** START GIVEN RECORDS **

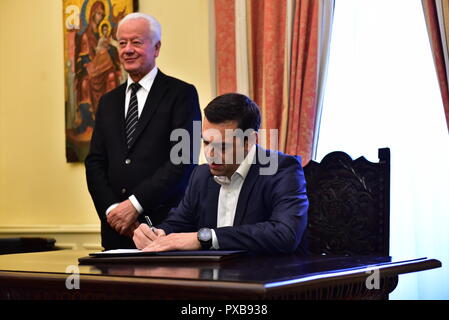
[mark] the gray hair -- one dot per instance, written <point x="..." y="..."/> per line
<point x="153" y="24"/>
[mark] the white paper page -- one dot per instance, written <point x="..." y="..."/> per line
<point x="119" y="251"/>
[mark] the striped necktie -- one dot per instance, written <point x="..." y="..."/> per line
<point x="133" y="115"/>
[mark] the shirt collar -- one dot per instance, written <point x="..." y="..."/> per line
<point x="146" y="82"/>
<point x="242" y="170"/>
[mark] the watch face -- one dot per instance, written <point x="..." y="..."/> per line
<point x="204" y="234"/>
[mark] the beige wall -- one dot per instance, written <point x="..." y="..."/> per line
<point x="39" y="191"/>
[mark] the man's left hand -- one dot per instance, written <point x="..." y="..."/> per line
<point x="175" y="241"/>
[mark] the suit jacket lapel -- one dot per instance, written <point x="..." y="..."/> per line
<point x="245" y="192"/>
<point x="211" y="203"/>
<point x="157" y="91"/>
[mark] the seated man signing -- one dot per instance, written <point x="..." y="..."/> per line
<point x="245" y="198"/>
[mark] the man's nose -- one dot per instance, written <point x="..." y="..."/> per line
<point x="128" y="48"/>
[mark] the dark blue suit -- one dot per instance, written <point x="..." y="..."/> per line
<point x="271" y="213"/>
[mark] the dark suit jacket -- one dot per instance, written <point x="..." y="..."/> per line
<point x="114" y="173"/>
<point x="271" y="213"/>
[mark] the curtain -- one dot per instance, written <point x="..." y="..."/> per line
<point x="436" y="13"/>
<point x="276" y="52"/>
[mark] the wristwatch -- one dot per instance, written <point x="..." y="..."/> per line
<point x="205" y="238"/>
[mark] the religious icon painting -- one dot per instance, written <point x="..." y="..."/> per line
<point x="91" y="65"/>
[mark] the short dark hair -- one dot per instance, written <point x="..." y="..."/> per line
<point x="234" y="107"/>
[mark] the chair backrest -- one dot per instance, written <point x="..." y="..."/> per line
<point x="349" y="210"/>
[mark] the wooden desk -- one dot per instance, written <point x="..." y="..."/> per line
<point x="43" y="275"/>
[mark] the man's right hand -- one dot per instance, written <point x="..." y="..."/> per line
<point x="144" y="235"/>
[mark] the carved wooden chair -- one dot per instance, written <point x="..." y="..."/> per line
<point x="349" y="210"/>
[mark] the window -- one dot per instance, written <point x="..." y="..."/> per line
<point x="382" y="91"/>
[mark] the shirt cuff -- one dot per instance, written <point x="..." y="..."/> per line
<point x="111" y="207"/>
<point x="135" y="203"/>
<point x="215" y="244"/>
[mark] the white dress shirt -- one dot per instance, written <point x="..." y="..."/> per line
<point x="146" y="83"/>
<point x="229" y="194"/>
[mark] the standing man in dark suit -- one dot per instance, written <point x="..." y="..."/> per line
<point x="257" y="204"/>
<point x="129" y="170"/>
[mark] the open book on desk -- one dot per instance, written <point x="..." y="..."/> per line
<point x="136" y="255"/>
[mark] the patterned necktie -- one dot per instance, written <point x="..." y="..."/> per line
<point x="133" y="115"/>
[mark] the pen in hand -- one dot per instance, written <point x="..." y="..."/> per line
<point x="150" y="224"/>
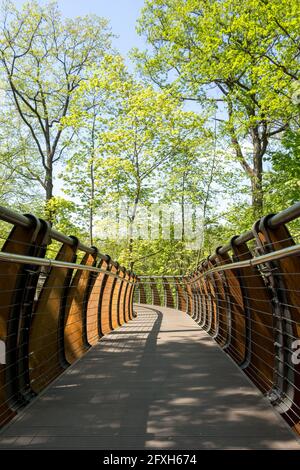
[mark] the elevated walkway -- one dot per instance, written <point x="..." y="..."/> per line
<point x="158" y="382"/>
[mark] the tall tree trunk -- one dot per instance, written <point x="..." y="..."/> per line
<point x="182" y="208"/>
<point x="256" y="184"/>
<point x="91" y="215"/>
<point x="49" y="184"/>
<point x="132" y="219"/>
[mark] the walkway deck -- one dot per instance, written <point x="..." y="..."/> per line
<point x="156" y="383"/>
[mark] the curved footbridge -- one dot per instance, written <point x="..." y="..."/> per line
<point x="158" y="382"/>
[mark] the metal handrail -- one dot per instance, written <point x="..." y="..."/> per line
<point x="282" y="217"/>
<point x="22" y="259"/>
<point x="12" y="217"/>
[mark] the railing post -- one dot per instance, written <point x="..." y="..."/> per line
<point x="237" y="346"/>
<point x="154" y="292"/>
<point x="75" y="328"/>
<point x="46" y="353"/>
<point x="18" y="286"/>
<point x="169" y="301"/>
<point x="283" y="278"/>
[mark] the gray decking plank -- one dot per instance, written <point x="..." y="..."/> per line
<point x="158" y="382"/>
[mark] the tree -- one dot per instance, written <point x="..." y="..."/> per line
<point x="235" y="54"/>
<point x="44" y="58"/>
<point x="140" y="132"/>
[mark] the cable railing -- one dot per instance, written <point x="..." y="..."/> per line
<point x="246" y="295"/>
<point x="52" y="309"/>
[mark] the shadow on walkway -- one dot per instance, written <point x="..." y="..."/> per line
<point x="158" y="382"/>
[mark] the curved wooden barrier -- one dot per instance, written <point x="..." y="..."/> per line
<point x="253" y="311"/>
<point x="50" y="317"/>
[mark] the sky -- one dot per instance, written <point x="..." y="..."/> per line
<point x="122" y="15"/>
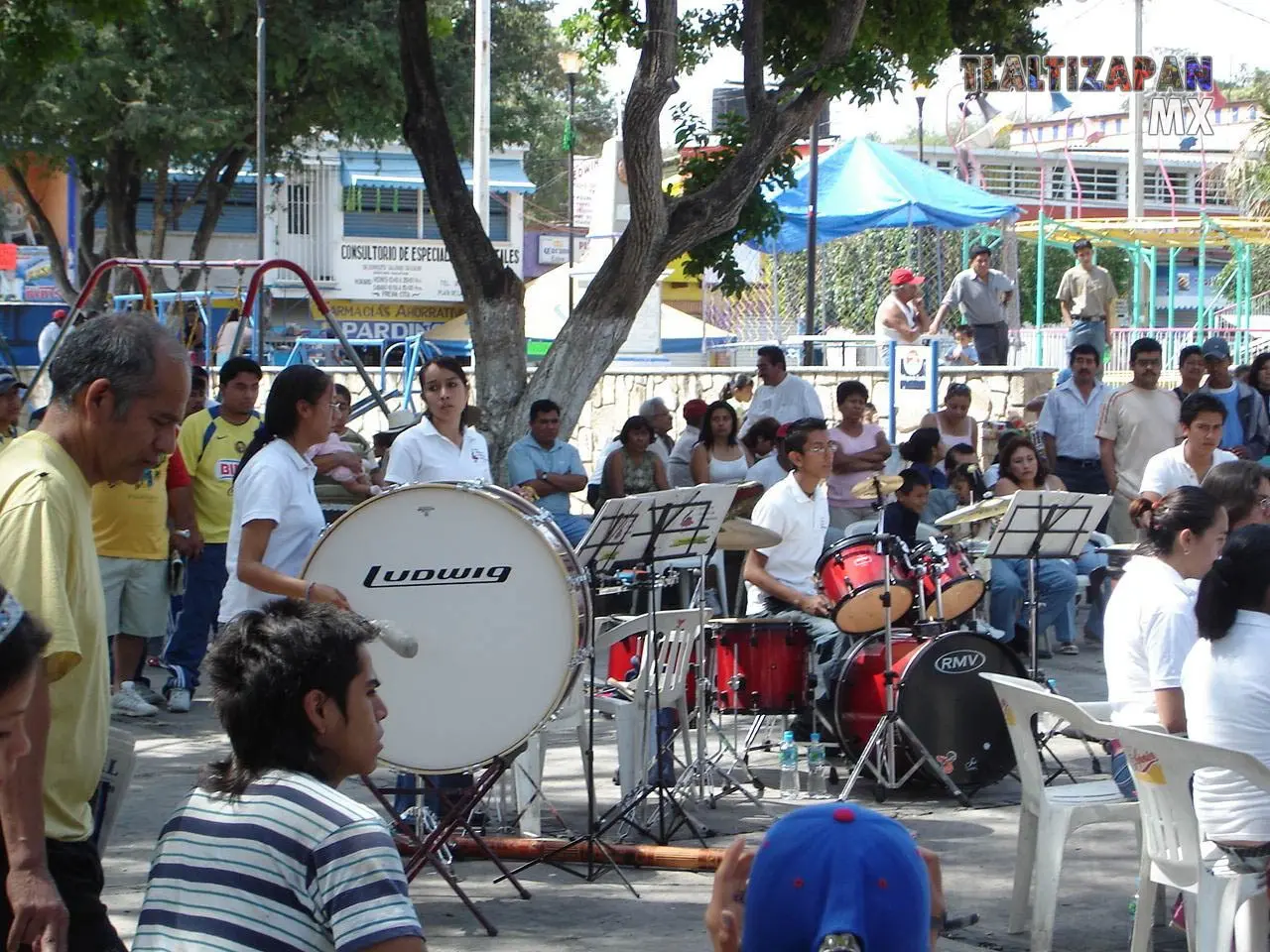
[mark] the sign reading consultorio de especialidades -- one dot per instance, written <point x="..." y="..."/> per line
<point x="399" y="270"/>
<point x="1171" y="86"/>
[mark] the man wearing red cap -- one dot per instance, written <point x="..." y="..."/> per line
<point x="902" y="313"/>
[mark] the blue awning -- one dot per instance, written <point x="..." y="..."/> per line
<point x="402" y="171"/>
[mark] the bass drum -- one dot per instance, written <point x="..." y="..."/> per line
<point x="952" y="711"/>
<point x="492" y="592"/>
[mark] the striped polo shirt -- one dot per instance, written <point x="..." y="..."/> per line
<point x="291" y="865"/>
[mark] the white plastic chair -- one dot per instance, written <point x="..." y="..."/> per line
<point x="636" y="719"/>
<point x="1174" y="852"/>
<point x="1049" y="814"/>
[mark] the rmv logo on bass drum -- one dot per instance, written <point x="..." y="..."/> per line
<point x="380" y="578"/>
<point x="964" y="661"/>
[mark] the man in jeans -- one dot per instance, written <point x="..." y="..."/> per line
<point x="212" y="443"/>
<point x="983" y="295"/>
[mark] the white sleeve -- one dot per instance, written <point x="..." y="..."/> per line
<point x="1170" y="636"/>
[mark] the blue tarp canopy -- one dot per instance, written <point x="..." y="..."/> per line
<point x="865" y="185"/>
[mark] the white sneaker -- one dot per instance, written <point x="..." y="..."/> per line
<point x="130" y="703"/>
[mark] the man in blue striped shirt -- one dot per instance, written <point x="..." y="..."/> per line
<point x="267" y="855"/>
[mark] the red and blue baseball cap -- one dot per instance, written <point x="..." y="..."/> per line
<point x="837" y="870"/>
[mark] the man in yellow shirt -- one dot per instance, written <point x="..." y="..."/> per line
<point x="10" y="407"/>
<point x="118" y="389"/>
<point x="212" y="443"/>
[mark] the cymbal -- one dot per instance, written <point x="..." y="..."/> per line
<point x="975" y="512"/>
<point x="742" y="535"/>
<point x="885" y="485"/>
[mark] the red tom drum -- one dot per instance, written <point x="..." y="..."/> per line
<point x="761" y="665"/>
<point x="853" y="575"/>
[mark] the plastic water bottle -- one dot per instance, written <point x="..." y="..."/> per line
<point x="816" y="787"/>
<point x="789" y="767"/>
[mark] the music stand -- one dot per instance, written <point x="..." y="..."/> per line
<point x="1046" y="525"/>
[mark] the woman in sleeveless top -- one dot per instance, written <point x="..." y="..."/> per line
<point x="717" y="457"/>
<point x="953" y="420"/>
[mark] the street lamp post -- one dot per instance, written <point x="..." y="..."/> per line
<point x="571" y="62"/>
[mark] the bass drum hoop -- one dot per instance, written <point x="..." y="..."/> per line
<point x="556" y="539"/>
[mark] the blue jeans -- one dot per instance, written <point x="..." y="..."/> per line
<point x="204" y="581"/>
<point x="572" y="527"/>
<point x="1056" y="589"/>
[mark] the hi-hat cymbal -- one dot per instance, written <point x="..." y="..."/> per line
<point x="875" y="486"/>
<point x="742" y="536"/>
<point x="975" y="512"/>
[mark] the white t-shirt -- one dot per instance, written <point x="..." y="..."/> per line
<point x="277" y="484"/>
<point x="423" y="454"/>
<point x="802" y="522"/>
<point x="793" y="399"/>
<point x="1227" y="688"/>
<point x="1150" y="627"/>
<point x="1169" y="470"/>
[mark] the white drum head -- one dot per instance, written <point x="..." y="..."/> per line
<point x="488" y="595"/>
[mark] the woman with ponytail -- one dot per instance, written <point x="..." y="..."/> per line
<point x="1227" y="684"/>
<point x="1150" y="624"/>
<point x="277" y="518"/>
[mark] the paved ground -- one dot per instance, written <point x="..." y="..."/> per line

** END GIVEN RECORDS **

WRITTEN INSTRUCTION: Duplicate the lines starting at the one containing "[mark] the music" and ending with the last line of the records, including both ends.

RESULT OF THE EXERCISE:
[mark] the music stand -- one dot per instance, written <point x="..." y="..."/> per line
<point x="1046" y="525"/>
[mark] the woman in sleeveless top -- one dot per instance, written <point x="..." y="..."/> per line
<point x="717" y="457"/>
<point x="953" y="420"/>
[mark] the street lamp post -- one dot per instance, written <point x="..." y="..."/> per line
<point x="571" y="62"/>
[mark] the bass drum hoop -- one dot per instance, written <point x="..." y="..."/> per line
<point x="556" y="539"/>
[mark] the blue jeans -- one dot per instance, written <point x="..." y="..."/> per line
<point x="204" y="581"/>
<point x="572" y="527"/>
<point x="1056" y="589"/>
[mark] the hi-hat cymbal -- one dot per instance, written <point x="..." y="..."/> per line
<point x="875" y="486"/>
<point x="742" y="536"/>
<point x="975" y="512"/>
[mark] the white t-shirt -- one dot per instance, written <point x="..." y="..."/> per line
<point x="277" y="484"/>
<point x="423" y="454"/>
<point x="802" y="522"/>
<point x="793" y="399"/>
<point x="1227" y="688"/>
<point x="1150" y="627"/>
<point x="1169" y="470"/>
[mark] the white drum head -- one dot per instance, written <point x="..." y="..."/> per line
<point x="488" y="595"/>
[mark] the woman with ponytail -- one dot per instance, written <point x="..." y="..."/> per line
<point x="1227" y="684"/>
<point x="1150" y="624"/>
<point x="277" y="518"/>
[mark] the paved ground -- one dot per instance, written <point x="..." y="..."/> per line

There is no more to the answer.